Repeat word for word the passage of the hospital-at-home text starting at "The hospital-at-home (HaH)" and ending at "implemented in the U.S.".

• Text shown:
◆ ◆ ◆ ◆ ◆ ◆ ◆

How Hospitals Are Revolutionizing Patient Care with Mobile, In-Home Services

How Hospitals Are Revolutionizing Patient Care with Mobile, In-Home Services

Why go to a hospital when you can just have the hospital come to your home? This concept, of mobile ambulatory services coming to acutely afflicted patients’ homes, has been shown to decrease mortality rates, improve clinical outcomes, and decrease costs. Despite these clinical results, however, in the US hospitals-at-home have remained largely relegated to chronically ill cases, where an in-home nurse manages long-term treatment. Until very recently, in-home programs for patients with acute illnesses (think: Pneumonia and dehydration) who would otherwise need to be hospitalized were virtually non-existent in the U.S.

The hospital-at-home (HaH) model is much more prevalent abroad, in countries including Italy, Israel, and Australia. In the U.S., though, the healthcare payment model is complicated enough that devising a new payment system for a new healthcare system, without a single payer model, is extremely challenging. Because of this, despite the fact that hospital-at-home programs are one of the most studied healthcare innovations, they have only just started to be implemented in the U.S.

◆ ◆ ◆ ◆ ◆ ◆ ◆

• Study material:
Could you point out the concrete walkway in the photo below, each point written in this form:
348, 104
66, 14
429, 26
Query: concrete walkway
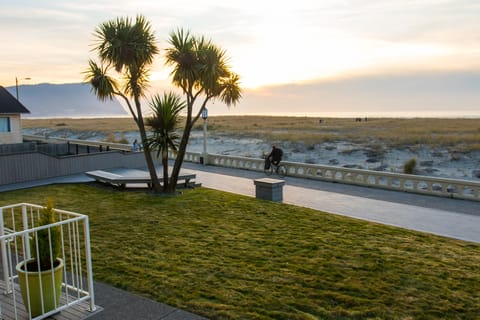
459, 219
454, 218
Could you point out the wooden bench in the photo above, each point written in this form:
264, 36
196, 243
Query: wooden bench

◆ ◆ ◆ ◆ ◆ ◆ ◆

• Exercise output:
The hospital-at-home (HaH) model is much more prevalent abroad, in countries including Italy, Israel, and Australia. In the U.S., though, the healthcare payment model is complicated enough that devising a new payment system for a new healthcare system, without a single payer model, is extremely challenging. Because of this, despite the fact that hospital-at-home programs are one of the most studied healthcare innovations, they have only just started to be implemented in the U.S.